** Begin **
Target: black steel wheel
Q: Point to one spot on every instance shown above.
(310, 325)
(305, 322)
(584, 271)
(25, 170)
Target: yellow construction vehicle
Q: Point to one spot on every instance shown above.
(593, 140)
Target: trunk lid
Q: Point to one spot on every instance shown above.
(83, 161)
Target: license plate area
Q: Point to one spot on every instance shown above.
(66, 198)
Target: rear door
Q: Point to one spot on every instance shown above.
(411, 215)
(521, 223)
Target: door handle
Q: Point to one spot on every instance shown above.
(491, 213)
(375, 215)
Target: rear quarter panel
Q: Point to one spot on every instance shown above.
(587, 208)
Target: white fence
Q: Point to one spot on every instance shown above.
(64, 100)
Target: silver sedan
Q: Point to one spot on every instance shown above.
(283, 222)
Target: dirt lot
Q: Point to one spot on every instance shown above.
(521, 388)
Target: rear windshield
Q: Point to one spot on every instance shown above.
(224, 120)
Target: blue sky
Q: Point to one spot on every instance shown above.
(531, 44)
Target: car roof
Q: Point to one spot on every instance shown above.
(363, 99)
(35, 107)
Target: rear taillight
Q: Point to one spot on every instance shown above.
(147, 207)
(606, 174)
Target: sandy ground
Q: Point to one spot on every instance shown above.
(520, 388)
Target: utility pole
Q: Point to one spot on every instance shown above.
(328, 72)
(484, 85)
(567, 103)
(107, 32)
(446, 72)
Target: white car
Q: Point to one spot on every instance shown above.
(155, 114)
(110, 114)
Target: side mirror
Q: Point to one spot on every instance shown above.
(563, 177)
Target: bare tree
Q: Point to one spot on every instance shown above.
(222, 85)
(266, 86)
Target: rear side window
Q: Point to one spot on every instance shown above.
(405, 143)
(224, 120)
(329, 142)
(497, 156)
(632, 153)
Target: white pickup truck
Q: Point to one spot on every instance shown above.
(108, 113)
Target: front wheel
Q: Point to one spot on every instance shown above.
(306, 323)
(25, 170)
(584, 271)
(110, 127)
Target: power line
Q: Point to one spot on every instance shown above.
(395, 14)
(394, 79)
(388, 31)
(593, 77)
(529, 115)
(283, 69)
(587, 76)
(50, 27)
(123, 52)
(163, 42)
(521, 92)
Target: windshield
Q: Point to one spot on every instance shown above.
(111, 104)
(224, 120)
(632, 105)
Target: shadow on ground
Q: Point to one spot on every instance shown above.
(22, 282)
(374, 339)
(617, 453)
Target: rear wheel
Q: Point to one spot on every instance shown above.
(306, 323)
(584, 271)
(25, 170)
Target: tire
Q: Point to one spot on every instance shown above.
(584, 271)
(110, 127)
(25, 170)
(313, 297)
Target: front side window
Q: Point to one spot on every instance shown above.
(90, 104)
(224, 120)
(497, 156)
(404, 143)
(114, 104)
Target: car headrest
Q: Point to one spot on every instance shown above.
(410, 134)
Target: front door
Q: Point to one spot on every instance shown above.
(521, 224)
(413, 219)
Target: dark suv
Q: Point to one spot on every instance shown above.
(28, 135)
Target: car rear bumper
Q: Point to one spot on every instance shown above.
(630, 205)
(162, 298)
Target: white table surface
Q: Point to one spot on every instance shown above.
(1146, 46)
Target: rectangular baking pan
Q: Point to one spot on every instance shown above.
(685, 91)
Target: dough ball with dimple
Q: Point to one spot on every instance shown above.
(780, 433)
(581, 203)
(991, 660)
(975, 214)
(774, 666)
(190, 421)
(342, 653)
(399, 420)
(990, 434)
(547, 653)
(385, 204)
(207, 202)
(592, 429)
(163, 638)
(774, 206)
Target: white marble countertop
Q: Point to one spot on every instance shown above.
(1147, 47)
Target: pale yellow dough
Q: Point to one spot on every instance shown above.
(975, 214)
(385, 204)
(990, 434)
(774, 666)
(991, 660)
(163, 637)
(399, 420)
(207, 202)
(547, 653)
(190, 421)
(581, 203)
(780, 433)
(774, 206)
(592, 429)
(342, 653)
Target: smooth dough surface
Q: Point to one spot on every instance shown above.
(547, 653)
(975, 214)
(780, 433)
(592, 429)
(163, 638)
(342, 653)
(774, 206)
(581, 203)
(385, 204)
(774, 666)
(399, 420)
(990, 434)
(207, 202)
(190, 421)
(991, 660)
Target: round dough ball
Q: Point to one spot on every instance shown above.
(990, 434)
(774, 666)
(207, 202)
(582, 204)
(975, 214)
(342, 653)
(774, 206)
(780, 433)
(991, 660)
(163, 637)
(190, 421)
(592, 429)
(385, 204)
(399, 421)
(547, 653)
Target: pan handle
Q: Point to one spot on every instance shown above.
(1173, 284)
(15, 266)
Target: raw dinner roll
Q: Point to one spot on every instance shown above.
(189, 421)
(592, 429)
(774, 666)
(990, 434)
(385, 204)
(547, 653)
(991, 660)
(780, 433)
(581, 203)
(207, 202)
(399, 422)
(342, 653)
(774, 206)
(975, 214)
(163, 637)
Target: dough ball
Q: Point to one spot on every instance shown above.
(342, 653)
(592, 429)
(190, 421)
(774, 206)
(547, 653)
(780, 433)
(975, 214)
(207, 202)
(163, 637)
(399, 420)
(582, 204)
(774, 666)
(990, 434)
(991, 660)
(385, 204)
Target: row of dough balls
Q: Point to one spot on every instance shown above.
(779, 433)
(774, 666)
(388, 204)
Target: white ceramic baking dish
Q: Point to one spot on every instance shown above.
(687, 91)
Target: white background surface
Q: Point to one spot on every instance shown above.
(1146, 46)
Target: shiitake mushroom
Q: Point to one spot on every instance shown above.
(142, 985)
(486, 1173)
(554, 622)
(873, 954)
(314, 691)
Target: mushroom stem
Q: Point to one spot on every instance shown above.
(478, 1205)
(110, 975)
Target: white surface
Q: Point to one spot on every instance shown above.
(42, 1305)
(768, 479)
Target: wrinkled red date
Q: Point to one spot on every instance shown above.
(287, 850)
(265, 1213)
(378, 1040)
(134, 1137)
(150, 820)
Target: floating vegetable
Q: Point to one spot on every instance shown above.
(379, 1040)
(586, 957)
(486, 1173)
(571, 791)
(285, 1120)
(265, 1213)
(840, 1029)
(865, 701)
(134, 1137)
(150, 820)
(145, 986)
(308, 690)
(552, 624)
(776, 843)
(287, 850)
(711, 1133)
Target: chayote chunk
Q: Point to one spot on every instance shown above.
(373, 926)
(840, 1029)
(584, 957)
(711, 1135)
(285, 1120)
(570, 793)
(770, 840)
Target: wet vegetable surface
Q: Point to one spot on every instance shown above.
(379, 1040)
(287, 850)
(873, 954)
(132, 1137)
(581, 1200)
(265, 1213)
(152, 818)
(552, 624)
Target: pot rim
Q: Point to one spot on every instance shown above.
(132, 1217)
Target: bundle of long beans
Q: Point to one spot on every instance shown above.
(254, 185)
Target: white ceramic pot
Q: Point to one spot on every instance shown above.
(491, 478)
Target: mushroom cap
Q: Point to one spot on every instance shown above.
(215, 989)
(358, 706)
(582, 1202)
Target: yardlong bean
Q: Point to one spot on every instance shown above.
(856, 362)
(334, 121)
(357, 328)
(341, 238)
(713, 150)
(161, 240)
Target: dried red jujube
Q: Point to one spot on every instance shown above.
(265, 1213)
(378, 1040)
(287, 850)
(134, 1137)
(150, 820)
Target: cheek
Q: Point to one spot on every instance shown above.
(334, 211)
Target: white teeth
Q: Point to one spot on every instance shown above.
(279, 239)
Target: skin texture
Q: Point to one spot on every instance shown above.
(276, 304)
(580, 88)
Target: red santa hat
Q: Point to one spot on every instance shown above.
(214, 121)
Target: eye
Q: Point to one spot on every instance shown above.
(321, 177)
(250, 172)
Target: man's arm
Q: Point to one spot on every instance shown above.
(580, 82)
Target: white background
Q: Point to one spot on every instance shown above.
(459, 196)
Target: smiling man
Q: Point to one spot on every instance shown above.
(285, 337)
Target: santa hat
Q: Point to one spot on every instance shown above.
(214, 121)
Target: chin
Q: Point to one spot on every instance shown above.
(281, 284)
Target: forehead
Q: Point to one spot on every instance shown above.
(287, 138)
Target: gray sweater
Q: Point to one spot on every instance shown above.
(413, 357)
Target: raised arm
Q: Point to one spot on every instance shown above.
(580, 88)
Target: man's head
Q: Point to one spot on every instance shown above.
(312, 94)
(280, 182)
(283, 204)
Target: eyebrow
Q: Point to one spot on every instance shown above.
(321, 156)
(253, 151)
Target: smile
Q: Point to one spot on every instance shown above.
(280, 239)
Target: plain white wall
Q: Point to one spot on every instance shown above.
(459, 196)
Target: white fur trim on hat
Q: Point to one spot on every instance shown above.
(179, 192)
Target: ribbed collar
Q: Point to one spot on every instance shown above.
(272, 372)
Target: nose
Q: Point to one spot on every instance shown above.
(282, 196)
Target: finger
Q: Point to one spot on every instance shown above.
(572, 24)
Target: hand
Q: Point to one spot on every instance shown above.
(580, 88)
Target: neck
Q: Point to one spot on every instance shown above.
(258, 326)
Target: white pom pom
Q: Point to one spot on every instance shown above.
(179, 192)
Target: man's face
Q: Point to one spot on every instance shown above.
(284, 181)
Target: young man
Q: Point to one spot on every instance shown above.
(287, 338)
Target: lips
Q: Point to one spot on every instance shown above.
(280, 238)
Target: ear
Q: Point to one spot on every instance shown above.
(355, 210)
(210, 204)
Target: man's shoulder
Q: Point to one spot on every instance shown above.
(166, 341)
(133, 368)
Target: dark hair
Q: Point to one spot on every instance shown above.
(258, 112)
** End **
Repeat exactly the lines above, starting with the line that contains "Target: man's arm" and ending with the last line, both included, and nothing else.

Target: man's arm
Q: Point to one spot on every instance shown above.
(580, 82)
Target: white background
Q: Point to one spot on every instance shown above.
(459, 196)
Target: smiling man
Q: Point to one spot on every instance shown above.
(285, 337)
Target: santa hat
Q: Point to one spot on every instance shown above.
(214, 121)
Target: chin
Q: Point to one spot on every instance shown above.
(281, 284)
Target: forehead
Q: Point to one spot on every instance shown above.
(287, 138)
Target: gray sweater
Q: Point to one spot on every instance shown above.
(413, 357)
Target: raised arm
Q: Point to one spot on every instance shown above.
(580, 88)
Target: man's head
Q: Point to one spot on every instance shown above.
(312, 94)
(280, 182)
(283, 204)
Target: eyebrow
Q: Point to one spot on every instance shown above.
(321, 156)
(253, 151)
Target: smile
Q: Point to one spot on every instance shown above.
(280, 239)
Target: plain white wall
Q: Point to one spot on every instance shown above.
(459, 196)
Target: white fur trim on hat
Q: Point to one spot on every instance shown above.
(179, 192)
Target: ribbed collar
Q: Point to one spot on every instance shown above.
(272, 372)
Target: nose
Q: Point to one spot on every instance shown above.
(282, 196)
Target: finger
Q: Point to one spot on every instance shown above.
(572, 24)
Target: hand
Q: Point to one spot on every instance shown above.
(580, 88)
Target: neck
Q: Point to one spot on every instance shown above.
(258, 326)
Target: white pom pom
Q: Point to one spot on every instance shown above.
(179, 192)
Target: man's face
Q: Point to one spot on every instance shown above.
(284, 181)
Target: young man
Q: Point to one spot on every instance shown above.
(287, 338)
Target: lips
Q: Point to one spot on every instance shown above.
(280, 238)
Target: ear
Q: Point to one spot on every instance shown above.
(355, 210)
(210, 204)
Target: man's shoulder
Q: Point to one spot on every instance shown above.
(166, 341)
(133, 368)
Target: dark hair
Q: Point to one spot on every instance shown above.
(258, 112)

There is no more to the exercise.